_Exercise prompt:_ Nothing in the entries may be dropped: restate them word for word.

Natural-language object grounding data
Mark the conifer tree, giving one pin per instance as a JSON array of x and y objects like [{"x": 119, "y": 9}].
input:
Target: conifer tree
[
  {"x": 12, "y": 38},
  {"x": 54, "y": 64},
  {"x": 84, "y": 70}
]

_Written response:_
Mark the conifer tree, giving one pin per instance as a JSON array of x and y objects like [{"x": 119, "y": 9}].
input:
Target: conifer tree
[
  {"x": 12, "y": 38},
  {"x": 54, "y": 64},
  {"x": 84, "y": 70}
]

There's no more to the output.